-- Begin Quoted passage --

This is the report of Day 2 of the IPTC Autumn 2018 Meeting in Toronto. See the report from Day 1 and the report from Day 3. All the presentations are available to IPTC members in the IPTC Members Only Zone.
Day 2 of the IPTC Autumn 2018 Meeting in Toronto was a deep dive into search and classification. Many of our members are working hard to make their content accessible quickly and easily to their customers, and user expectations are higher than ever, so search is a key part of what they do.
First up we had Diego Ceccarelli from Bloomberg talking through their search architecture. Users of Bloomberg terminals have very high expectations that they will see stories straight away: They have 16m queries and 2m new stories and news items per day, with requirements for a median query response time of less than 200ms and for new items to be available in search results in less than 100ms. And as Diego says, “with huge flexibility comes huge complexity.” For example, because customers expect to see the freshest content straight away, the system has no caching at all!
To achieve this, the Bloomberg team use Apache Solr – in fact they have 3 members of staff dedicated to working on Solr full-time, and have contributed a huge amount of code back to the project, including their machine-learning-based “learning to rank” module which can be trained to rank a set of search results in a nuanced way. Bloomberg also worked with an agency to develop open source code used to monitor a stream of incoming stories against queries, used for alerting. Other topics Diego raised included clustering of search results, balancing relevance and timeliness, crowdsourcing data to train ranking systems, combining permissions into search results, and more – a great talk!

-- End Quoted passage --
-- Begin Provided material --

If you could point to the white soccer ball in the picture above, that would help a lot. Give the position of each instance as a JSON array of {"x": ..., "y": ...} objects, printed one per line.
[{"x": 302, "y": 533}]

-- End Provided material --

**Set exercise**
From the meeting report above, return the stretch from "To achieve this, the" through "a great talk!", copied word for word.

**Answer in full**
To achieve this, the Bloomberg team use Apache Solr – in fact they have 3 members of staff dedicated to working on Solr full-time, and have contributed a huge amount of code back to the project, including their machine-learning-based “learning to rank” module which can be trained to rank a set of search results in a nuanced way. Bloomberg also worked with an agency to develop open source code used to monitor a stream of incoming stories against queries, used for alerting. Other topics Diego raised included clustering of search results, balancing relevance and timeliness, crowdsourcing data to train ranking systems, combining permissions into search results, and more – a great talk!